Tout en préparant son frichti, il m’annonce qu’il repart en campagne le lendemain, le pitaine. Au cours de ses nombreux méandres du jour dans la zone commerciale, il a repéré deux ou trois enseignes où il pourrait bien trouver un réchaud de camping qui tienne la route, comme il dit. Y’aurait là, largement de quoi m’étonner si je n’étais déjà au courant... C’est hier qu’il m’en a parlé...
Donc ici, en Australie, point de Butane et pas davantage de Propane... Ils carburent au G.P.L (gaz de pétrole liquéfié, je précise, toujours pour les mêmes !). Dans les stations services, ils vendent bien des bouteilles de gaz, les mêmes que partout, dans les même présentoirs en ferraille aussi rouillée que partout... Sauf qu’elles sont remplies avec du G.P.L., les leurs !
Bon , le G.P.L. on connait... Ailleurs, on fait tourner les moteurs à explosion avec... plus économique que l’essence parait-il. Peut-être... N’empêche, c’est pas fait pour rassurer le Capitaine, cette faculté à bien exploser dans les moteurs du même nom, le G.P.L. ! Et je dois bien reconnaitre que je suis pas loin de partager cette crainte ancestrale des marins (et des bateaux forcément) de voir une méchante fuite te foutre un feu géant en un clin d’œil... voyez où j’veux en venir ? Ça nous fout juste les j’tons cette histoire de G.P.L. pour ma Vénus... !

## TRAVAIL À FAIRE
**a)** Pourriez-vous réécrire l'extrait sur le gaz en Australie en commençant à "Tout en préparant" et en poursuivant jusqu'à "m’en a parlé...", tout en substituant "barbecue portable" à "réchaud de camping" ?
**b)** Pouvez-vous reprendre le récit sur le G.P.L. et les craintes du Capitaine là où il s'arrête, et le prolonger ?
Les lignes qui suivent forment un matériau distinct, sans rapport avec l'extrait.

## DONNÉES FOURNIES

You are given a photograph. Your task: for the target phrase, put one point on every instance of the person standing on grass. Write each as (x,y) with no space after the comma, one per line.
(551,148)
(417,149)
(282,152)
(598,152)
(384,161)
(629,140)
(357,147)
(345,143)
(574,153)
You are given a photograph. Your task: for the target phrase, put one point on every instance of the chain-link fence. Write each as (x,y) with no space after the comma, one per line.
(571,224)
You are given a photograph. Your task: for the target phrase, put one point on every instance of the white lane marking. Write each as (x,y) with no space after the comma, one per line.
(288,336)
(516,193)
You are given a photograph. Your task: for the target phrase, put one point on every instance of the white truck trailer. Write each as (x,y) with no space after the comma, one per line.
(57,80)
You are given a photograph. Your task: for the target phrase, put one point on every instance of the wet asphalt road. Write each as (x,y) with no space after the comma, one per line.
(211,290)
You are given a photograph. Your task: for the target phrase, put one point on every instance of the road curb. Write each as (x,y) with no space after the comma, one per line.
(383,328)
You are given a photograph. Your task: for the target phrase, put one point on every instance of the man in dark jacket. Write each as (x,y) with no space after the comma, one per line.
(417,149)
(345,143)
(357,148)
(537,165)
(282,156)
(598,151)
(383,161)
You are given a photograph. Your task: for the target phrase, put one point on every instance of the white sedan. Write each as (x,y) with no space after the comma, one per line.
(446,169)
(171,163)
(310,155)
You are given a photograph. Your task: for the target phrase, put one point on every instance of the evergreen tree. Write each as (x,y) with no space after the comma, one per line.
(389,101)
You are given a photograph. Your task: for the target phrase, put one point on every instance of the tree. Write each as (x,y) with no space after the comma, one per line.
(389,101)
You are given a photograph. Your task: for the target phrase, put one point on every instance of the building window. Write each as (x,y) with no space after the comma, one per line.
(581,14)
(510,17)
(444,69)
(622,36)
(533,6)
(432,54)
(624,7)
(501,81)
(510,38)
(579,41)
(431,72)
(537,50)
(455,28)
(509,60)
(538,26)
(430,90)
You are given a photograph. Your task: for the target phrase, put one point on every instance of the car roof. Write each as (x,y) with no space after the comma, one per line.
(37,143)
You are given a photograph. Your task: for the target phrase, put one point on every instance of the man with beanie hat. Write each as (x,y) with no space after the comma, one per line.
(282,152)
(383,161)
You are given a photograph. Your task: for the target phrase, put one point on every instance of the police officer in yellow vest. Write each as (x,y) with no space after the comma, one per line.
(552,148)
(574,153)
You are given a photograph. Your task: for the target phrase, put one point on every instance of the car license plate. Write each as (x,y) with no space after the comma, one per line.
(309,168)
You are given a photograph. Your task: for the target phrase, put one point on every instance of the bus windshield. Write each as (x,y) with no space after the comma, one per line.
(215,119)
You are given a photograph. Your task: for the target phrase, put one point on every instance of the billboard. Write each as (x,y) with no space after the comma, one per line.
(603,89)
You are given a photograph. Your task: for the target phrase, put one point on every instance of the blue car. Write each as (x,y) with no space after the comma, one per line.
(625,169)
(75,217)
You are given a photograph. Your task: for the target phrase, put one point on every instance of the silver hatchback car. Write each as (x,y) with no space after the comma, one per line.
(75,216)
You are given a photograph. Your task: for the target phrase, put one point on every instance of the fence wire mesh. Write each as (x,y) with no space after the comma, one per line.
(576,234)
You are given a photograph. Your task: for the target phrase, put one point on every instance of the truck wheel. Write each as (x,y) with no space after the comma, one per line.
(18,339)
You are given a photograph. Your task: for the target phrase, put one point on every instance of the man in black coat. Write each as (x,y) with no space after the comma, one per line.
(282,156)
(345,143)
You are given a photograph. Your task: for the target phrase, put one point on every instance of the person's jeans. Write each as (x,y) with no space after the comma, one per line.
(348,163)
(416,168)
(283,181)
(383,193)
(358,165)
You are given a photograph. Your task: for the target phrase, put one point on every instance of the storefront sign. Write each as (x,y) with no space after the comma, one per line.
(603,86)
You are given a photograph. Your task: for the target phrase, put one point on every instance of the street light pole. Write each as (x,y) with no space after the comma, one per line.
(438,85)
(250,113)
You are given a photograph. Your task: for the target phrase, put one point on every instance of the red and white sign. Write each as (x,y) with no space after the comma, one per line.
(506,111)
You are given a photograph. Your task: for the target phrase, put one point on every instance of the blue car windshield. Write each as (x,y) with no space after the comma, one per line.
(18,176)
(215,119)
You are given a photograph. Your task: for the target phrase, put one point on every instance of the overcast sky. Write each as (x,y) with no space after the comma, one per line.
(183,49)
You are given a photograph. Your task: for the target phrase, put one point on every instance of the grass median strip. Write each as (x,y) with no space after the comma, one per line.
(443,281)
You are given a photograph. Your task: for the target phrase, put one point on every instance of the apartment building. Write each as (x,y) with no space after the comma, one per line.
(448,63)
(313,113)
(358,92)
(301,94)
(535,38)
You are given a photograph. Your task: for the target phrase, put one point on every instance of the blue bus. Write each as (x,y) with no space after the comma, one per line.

## CORRIGÉ DE L'EXERCICE
**a)**
Tout en préparant son frichti, il m’annonce qu’il repart en campagne le lendemain, le pitaine. Au cours de ses nombreux méandres du jour dans la zone commerciale, il a repéré deux ou trois enseignes où il pourrait bien trouver un barbecue portable qui tienne la route, comme il dit. Y’aurait là, largement de quoi m’étonner si je n’étais déjà au courant... C’est hier qu’il m’en a parlé...

**b)**
Pourtant du butane y’en a ! C’est justement ce qu’il a découvert hier, le patron, tout en faisant du porte à porte avec mon charriot dans son sac...Y’en a sous la forme des petites recharges « camping gaz » qui sont importées jusqu’ici et vendues dans les magasins de camping... Bien sûr, faut trouver le réchaud adapté et dans nos prix, si possible... On peut pas faire tourner Vénus avec des mini- recharges « camping gaz » !!!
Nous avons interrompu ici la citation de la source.